Vorliegende Daten:
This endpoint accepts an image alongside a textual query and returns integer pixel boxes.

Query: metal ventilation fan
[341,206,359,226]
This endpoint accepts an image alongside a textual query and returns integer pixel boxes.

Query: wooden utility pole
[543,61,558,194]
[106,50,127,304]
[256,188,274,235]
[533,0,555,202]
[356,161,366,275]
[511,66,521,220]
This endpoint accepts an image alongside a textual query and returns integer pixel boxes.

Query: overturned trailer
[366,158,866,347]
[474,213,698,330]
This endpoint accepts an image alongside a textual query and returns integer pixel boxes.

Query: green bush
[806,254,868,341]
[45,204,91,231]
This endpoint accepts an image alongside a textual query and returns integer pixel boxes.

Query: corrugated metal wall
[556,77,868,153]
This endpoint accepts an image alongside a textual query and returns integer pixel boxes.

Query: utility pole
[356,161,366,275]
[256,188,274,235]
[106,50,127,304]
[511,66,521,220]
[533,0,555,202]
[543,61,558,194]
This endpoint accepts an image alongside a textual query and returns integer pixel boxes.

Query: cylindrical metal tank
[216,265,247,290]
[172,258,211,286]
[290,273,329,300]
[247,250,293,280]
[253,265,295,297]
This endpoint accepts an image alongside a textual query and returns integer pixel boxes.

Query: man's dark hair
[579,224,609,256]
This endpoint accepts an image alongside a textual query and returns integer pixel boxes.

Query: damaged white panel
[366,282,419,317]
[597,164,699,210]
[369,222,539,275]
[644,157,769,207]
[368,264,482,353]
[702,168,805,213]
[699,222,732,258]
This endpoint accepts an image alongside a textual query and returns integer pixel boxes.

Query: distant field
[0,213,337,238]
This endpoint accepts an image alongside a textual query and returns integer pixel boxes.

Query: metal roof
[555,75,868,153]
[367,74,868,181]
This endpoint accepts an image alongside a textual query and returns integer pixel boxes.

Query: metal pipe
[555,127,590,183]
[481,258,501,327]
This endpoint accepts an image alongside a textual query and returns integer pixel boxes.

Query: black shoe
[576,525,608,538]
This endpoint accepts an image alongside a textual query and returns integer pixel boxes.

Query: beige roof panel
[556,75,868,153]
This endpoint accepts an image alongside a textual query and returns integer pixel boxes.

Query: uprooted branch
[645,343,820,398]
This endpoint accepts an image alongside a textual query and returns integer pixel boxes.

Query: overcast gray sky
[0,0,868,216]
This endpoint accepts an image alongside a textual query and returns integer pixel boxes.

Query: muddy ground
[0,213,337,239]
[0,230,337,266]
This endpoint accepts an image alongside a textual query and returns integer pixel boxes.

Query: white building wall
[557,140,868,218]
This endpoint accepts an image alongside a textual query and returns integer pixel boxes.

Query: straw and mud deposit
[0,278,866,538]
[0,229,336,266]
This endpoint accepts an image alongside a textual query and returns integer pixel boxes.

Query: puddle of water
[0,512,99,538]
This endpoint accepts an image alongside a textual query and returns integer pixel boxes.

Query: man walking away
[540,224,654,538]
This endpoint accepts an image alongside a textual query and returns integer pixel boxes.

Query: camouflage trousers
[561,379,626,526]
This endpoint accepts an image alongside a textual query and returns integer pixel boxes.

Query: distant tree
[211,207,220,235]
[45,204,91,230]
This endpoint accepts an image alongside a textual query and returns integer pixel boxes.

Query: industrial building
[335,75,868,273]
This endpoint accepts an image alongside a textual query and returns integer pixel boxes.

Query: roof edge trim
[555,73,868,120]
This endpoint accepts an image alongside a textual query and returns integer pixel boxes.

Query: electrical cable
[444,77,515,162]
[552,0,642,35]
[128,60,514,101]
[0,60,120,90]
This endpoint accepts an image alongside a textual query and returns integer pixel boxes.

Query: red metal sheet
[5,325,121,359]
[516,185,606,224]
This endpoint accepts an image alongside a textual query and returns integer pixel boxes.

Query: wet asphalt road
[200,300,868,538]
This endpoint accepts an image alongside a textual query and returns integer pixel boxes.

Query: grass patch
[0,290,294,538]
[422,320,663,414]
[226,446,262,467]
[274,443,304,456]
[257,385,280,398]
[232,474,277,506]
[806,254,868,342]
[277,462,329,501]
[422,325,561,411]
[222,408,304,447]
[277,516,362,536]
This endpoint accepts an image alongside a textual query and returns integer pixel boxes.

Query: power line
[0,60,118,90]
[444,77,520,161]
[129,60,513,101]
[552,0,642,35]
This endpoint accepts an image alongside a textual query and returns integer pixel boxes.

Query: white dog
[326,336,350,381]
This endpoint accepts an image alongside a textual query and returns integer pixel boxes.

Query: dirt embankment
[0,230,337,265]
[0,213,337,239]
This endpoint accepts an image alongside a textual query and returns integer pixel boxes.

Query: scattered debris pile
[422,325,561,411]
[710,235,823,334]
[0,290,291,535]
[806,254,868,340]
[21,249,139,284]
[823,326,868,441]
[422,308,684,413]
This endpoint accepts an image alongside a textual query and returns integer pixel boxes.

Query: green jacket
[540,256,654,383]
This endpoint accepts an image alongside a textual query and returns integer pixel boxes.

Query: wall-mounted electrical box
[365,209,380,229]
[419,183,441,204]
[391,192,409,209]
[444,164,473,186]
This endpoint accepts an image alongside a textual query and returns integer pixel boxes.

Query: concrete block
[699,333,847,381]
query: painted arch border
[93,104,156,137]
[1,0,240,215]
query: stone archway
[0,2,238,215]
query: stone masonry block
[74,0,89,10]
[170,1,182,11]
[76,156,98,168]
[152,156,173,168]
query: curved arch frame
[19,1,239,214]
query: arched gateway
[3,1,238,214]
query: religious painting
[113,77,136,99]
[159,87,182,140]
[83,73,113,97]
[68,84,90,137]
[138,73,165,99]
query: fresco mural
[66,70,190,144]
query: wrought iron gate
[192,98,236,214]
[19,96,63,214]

Aufgabe: Entnimm den Datensätzen oben jede Zeile, in der die Zeichenfolge „roof“ vorkommt.

Lösung:
Query: metal roof
Query: beige roof panel
Query: roof edge trim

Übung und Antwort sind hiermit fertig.